** Your task **
Retype each line of the material below verbatim, without changing any characters.

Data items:
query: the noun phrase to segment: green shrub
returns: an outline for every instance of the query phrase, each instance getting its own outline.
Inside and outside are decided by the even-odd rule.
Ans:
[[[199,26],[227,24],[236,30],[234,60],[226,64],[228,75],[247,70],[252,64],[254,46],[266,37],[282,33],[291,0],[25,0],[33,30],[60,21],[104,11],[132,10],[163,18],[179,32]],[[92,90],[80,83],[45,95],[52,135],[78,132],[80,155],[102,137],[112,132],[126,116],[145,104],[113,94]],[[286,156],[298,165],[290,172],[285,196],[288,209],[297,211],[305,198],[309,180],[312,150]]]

** The solution **
query: the noun phrase to segment: green shrub
returns: an outline for every instance of the query phrase, each instance getting its own outline.
Inside and outside are decided by the even-odd rule.
Ans:
[[[199,26],[227,24],[236,30],[234,60],[226,64],[228,75],[247,70],[252,64],[254,46],[266,37],[282,33],[291,0],[25,0],[33,30],[60,21],[104,11],[132,10],[163,18],[179,32]],[[92,90],[80,83],[45,95],[52,135],[78,132],[80,155],[102,137],[112,132],[126,116],[145,104],[113,94]],[[286,156],[298,165],[290,172],[285,196],[288,209],[297,211],[305,198],[309,180],[312,150]]]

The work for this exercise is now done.